• Task brief:
Recast the material below as a JSON list of strings with one string per line and blank lines omitted. Begin at the line that contains "like x=73, y=188." and stop after the line that contains "x=439, y=31", including only those lines.

Recorded data:
----

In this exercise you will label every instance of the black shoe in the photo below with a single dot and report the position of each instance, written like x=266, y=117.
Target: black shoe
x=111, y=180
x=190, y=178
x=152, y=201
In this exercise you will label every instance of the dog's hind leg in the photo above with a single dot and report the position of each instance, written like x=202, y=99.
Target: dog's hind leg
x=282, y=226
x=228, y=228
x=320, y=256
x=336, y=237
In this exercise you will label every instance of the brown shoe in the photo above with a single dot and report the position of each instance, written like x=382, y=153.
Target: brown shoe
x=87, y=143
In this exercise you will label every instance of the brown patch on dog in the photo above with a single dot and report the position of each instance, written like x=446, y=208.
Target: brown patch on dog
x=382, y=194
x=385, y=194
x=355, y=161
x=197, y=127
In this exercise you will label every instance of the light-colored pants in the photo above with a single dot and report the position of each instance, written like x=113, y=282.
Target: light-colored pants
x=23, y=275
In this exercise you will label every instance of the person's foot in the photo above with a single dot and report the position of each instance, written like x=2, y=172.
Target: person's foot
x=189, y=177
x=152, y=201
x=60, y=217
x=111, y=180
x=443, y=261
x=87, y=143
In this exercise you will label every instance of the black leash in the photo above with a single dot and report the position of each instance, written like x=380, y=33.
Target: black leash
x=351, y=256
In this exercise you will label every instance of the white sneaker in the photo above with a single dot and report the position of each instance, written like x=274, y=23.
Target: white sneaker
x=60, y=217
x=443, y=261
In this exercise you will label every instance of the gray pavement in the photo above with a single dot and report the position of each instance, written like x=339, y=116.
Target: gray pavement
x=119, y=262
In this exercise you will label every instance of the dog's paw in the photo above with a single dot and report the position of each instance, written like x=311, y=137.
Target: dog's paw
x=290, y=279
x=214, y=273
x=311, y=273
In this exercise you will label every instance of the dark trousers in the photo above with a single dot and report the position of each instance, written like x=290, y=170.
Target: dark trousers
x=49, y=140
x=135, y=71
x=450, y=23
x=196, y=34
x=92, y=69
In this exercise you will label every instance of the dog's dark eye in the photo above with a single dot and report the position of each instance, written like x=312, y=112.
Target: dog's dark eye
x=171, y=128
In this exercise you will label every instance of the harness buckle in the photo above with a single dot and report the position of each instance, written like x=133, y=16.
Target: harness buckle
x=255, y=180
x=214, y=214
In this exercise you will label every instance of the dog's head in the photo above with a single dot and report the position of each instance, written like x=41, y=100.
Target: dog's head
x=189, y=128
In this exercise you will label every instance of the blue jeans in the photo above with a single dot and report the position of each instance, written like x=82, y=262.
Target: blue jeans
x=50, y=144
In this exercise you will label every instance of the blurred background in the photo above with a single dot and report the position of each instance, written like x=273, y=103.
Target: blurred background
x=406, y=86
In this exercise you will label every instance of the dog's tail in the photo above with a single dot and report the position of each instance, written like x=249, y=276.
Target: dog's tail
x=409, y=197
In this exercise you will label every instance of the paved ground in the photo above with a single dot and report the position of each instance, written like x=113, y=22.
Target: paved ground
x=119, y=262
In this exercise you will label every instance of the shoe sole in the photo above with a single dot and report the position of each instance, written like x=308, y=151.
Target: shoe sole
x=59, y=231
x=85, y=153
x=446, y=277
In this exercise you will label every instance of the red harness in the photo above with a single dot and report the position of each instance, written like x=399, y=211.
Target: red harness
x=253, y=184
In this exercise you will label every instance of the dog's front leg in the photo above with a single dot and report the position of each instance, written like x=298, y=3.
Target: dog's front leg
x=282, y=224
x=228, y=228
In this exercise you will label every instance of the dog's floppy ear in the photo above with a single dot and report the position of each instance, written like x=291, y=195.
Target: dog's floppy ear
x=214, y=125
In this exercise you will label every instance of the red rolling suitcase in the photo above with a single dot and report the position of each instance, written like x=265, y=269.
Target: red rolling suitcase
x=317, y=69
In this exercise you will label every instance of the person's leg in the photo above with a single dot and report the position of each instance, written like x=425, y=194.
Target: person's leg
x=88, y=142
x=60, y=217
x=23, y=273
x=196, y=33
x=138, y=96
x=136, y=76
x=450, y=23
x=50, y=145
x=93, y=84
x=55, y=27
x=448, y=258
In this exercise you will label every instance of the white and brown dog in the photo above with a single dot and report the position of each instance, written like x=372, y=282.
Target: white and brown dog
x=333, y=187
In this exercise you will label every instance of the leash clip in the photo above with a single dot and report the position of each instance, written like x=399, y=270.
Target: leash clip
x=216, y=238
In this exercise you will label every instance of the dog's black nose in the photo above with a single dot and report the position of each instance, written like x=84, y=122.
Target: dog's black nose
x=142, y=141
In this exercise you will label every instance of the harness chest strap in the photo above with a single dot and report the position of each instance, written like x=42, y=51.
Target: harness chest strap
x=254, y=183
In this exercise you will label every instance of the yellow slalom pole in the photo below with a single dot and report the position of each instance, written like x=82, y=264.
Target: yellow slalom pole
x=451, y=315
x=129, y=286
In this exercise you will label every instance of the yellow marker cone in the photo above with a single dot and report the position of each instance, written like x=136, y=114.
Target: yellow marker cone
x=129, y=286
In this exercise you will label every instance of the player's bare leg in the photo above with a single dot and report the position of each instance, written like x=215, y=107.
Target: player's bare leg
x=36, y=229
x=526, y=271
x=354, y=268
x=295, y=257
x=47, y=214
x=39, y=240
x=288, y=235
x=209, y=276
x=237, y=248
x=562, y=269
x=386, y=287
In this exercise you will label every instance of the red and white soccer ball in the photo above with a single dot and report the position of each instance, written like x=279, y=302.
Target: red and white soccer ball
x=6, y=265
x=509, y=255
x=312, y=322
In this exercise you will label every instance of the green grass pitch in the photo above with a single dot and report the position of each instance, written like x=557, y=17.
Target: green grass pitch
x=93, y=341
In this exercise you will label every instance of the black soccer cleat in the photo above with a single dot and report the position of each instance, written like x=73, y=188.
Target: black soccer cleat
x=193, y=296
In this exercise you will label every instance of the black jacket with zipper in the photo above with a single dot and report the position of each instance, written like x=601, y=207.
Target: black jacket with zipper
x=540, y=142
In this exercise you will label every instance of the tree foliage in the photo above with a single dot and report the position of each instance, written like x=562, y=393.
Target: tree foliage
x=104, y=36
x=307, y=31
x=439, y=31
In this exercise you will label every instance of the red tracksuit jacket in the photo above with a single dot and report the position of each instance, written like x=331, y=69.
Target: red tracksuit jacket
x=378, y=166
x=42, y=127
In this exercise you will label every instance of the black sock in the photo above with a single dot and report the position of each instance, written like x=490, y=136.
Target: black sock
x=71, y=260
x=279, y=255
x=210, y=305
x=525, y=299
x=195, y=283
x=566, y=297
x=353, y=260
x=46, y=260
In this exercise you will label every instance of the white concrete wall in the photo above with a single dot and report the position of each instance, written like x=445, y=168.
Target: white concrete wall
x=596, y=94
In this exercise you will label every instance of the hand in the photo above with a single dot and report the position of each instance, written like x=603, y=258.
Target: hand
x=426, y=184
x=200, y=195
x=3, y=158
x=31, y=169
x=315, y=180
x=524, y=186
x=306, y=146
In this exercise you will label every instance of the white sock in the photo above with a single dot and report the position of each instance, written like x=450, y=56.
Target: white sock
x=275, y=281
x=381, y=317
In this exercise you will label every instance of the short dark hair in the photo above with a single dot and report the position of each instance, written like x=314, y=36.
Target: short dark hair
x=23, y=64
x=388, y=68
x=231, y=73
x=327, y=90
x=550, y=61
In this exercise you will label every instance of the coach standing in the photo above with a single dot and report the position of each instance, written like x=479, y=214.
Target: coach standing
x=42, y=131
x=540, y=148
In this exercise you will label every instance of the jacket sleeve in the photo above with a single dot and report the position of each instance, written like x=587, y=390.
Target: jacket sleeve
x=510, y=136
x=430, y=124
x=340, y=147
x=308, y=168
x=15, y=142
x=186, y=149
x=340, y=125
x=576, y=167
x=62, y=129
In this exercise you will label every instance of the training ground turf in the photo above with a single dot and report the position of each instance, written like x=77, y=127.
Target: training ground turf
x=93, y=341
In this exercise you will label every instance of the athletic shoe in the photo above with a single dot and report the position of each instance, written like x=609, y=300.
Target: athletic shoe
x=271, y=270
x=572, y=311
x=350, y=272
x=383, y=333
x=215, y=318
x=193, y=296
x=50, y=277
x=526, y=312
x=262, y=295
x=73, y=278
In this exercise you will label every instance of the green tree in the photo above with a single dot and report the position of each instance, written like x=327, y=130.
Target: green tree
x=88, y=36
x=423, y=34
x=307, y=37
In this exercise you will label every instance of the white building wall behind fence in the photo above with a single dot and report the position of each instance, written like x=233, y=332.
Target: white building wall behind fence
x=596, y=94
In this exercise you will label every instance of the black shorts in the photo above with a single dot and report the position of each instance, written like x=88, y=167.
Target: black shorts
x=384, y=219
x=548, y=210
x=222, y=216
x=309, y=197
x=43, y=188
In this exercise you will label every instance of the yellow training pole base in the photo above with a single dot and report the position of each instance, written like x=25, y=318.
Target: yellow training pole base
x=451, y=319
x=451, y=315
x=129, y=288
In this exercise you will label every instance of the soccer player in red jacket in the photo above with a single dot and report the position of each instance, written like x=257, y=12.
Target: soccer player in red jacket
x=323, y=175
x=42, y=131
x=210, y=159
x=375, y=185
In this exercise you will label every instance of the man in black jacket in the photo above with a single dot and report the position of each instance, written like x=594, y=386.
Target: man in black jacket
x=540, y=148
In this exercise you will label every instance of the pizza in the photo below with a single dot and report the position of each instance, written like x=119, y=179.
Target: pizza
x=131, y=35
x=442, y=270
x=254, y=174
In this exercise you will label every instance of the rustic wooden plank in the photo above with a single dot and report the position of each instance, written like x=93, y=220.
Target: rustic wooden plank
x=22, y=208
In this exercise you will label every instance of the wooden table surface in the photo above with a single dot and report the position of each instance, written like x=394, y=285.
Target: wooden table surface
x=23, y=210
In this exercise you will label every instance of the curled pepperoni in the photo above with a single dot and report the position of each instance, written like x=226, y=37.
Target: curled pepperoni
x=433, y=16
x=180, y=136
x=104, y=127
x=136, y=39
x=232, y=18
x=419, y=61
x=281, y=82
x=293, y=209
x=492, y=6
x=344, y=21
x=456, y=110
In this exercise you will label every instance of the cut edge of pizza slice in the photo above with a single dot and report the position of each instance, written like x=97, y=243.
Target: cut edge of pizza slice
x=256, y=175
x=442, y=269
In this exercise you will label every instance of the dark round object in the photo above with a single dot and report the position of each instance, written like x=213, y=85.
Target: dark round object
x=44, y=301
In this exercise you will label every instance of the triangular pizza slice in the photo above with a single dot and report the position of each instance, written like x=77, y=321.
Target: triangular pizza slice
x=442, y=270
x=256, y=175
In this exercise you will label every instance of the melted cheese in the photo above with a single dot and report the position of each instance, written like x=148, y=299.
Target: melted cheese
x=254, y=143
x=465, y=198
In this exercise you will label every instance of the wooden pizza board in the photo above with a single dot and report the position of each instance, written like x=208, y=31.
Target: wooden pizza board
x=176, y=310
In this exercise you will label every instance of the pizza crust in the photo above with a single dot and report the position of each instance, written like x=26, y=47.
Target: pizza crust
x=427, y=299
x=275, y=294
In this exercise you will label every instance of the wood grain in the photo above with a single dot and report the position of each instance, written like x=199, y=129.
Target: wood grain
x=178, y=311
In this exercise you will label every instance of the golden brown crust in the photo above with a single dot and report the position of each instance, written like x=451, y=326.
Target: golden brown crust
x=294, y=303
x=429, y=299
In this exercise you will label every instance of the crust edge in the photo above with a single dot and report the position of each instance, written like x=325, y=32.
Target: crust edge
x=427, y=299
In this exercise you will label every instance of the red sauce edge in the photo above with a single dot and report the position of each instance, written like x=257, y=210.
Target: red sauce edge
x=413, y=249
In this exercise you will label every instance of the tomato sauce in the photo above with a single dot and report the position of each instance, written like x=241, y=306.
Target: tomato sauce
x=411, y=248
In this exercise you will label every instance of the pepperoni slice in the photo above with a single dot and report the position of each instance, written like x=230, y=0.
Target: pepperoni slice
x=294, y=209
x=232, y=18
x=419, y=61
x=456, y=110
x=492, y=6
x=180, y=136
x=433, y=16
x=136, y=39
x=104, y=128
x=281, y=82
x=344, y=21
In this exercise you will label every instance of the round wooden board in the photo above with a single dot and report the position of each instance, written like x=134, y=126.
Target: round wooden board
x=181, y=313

----

• Exercise result:
[
  "In this exercise you will label every instance of the black soccer cleat in the photo above with a single dot and report the position of each instance, written like x=73, y=188.",
  "Target: black soccer cleat",
  "x=193, y=296",
  "In this exercise you will label every instance of the black jacket with zipper in the photo above with a single dot and report the position of each instance, written like x=601, y=207.",
  "Target: black jacket with zipper",
  "x=540, y=142",
  "In this exercise you will label every instance of the tree foliage in the photo above with a single dot and report the position of each instance, written like x=562, y=393.",
  "Target: tree foliage",
  "x=104, y=36",
  "x=307, y=31",
  "x=439, y=31"
]